### Provided text
** start **
With the Jamaica Labour Party (JLP) newcomer to representational politics Robert Nesta Morgan and returning candidate Dr Desmond Oliver Bryan of the People’s National Party (PNP) set to square off in the must-win constituency in the next general election, the constituents, on both sides of the political divide, have a simple message for the winner, “We need help”.

Ian Stone, a long-time resident of Beckford Kraal in the constituency, spoke for his neighbours when he told the Jamaica Observer, “Help we, because a that we need most right now, nothing more.”

According to Stone, the residents of his community have long begged their political representative for piped water, better roads and a community/sports centre without success.

“Every year Mr Charles come with the same thing and through him sure that him going to win all the while him do nothing. Because him can shut him eye and know say him win a Beckford Kraal because Beckford Kraal a Labourite community and Mr Charles a Labourite and still him nah help Beckford Kraal,” charged Stone, who said he has lived in the community for 48 years.

In Mocho, residents were welcoming a new water supply system when the Observer visited last Tuesday but they argued that would provide relief for only one of the issues which they want their next MP to address.

Daisy Allen, a 76- year-old resident of Mocho, pointed to a dilapidated and abandoned police station as a sign that the community, where residents survive by farming, burning coal and “hustling”, needs help

She was supported by “Kremlin Stoner” who has lived in Mocho for some 25 years.

“Right now Mocho want even a one little factory or two little factories just to do some little exporting or some little thing to develop the community and mek the people better,” said Stoner, who operates a small shop when he is not on the overseas work programme.

Stoner argued that the first thing the new MP must do for Mocho is to establish a factory.

“The communities big and there are many communities here so if you put a factory in one little point it would make a big difference,” declared Stoner whose mother, Angela Booth, said the lack of employment opportunities in the constituency is a major problem.

Pastor Mervin Ward of the Mocho Road Church of God said members of his congregation want to see jobs for the youths and more lands being made available to those interested in going into farming.

“It is really hard and some of them are concerned about the water, especially people in the deeper rural areas they have to carry water. Development is taking place all across the world and they would like to see their community developed also,” said Ward.

In the section of the constituency known as Old Pound in the Blackwood area, angry residents, who have traditionally supported the JLP, said they could withhold their support from Morgan this time because they are angry with Charles for his failure to provide them with electricity.

“We don’t have any light at all and all we ask about it we can’t get any light. So we have a lot of problems with no light. Is a lot of Labourites live down here and if we nuh get light then no voting because it rough. All me special me a one real ‘Muma’ fi Labourite and we need help down there.

“We get road but the water is a problem and no light and the young people them have nothing to do, no jobs. Mr Charles used to come round and him stretch what him could do. Mi nah go be ungrateful because me get little help from Mr Charles but many people don’t get. Them mark out the light down there over and over and still no light. It come in like a hell we deh,” said Beverly Claire.
** end **
### Your tasks
1) In the constituency article, how many years has Ian Stone lived in his community?
2) Gather every line of the entries that contains the string "green", and copy each one. Case counts.
The article and the entries come from separate, unrelated sources.

### Coordinate annotation entries
** start **
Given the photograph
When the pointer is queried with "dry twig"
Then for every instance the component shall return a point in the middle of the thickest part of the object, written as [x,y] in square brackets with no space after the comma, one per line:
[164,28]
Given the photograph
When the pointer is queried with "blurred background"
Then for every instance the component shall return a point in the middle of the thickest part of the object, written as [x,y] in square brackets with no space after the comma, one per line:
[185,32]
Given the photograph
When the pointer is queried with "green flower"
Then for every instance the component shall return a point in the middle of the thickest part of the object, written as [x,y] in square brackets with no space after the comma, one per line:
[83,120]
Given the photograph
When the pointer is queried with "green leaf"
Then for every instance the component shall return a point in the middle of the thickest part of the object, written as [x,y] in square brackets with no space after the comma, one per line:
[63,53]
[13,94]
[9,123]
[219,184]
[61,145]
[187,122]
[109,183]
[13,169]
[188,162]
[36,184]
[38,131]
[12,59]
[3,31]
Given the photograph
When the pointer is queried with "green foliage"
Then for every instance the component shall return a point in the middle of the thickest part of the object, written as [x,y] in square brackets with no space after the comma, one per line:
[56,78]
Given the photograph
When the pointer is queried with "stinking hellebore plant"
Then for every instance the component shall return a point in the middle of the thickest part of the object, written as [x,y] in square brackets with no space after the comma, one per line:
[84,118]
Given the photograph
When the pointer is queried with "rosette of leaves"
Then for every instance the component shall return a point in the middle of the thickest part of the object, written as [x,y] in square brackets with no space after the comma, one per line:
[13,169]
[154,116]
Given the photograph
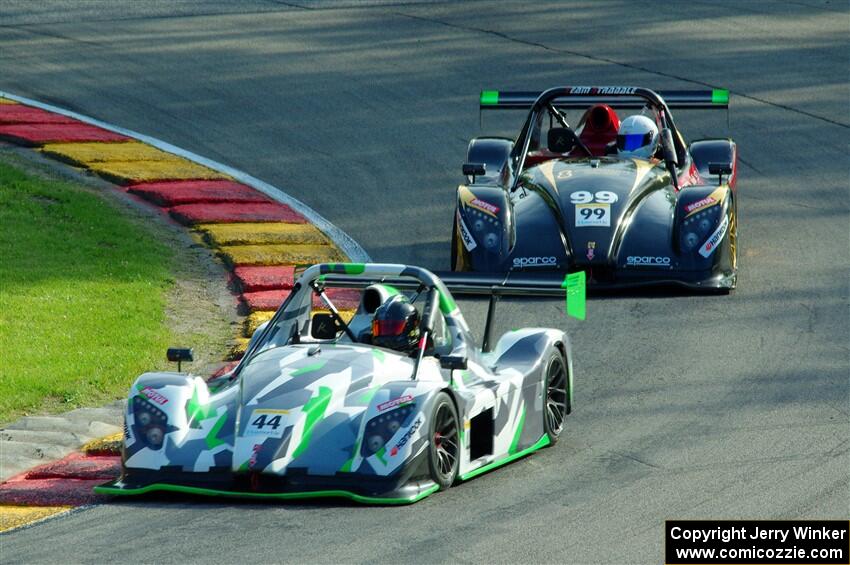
** end **
### Solutions for each task
1) 48 years.

2)
When the pointer is queried with "green flower"
When the pointer is queried with "green leaf"
When the pointer is queried with "green foliage"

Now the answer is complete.